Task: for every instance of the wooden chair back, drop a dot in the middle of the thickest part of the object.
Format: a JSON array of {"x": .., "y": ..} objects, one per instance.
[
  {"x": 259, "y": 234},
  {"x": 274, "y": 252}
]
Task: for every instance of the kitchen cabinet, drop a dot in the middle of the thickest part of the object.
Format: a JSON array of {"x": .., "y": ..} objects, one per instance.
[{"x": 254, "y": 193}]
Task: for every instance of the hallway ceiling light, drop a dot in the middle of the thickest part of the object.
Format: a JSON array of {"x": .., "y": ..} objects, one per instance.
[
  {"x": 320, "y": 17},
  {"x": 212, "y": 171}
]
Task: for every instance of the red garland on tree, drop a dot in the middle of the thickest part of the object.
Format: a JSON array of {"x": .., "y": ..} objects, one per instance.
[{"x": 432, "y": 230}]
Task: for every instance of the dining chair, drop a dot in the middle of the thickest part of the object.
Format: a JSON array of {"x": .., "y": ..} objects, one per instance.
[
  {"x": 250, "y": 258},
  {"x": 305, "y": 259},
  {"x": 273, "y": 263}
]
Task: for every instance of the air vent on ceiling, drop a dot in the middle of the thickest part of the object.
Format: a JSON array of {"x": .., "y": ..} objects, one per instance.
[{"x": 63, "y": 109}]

## YOUR OBJECTIVE
When the string "ceiling" appears in a line of the records above, that line is to be copied.

## ANSWER SPACE
Task: for every instance of the hallway ceiling light, drop a dot in the middle of the thickest part of the object.
Task: for every instance of the air vent on ceiling, drop a dot in the middle of the thickest part of the object.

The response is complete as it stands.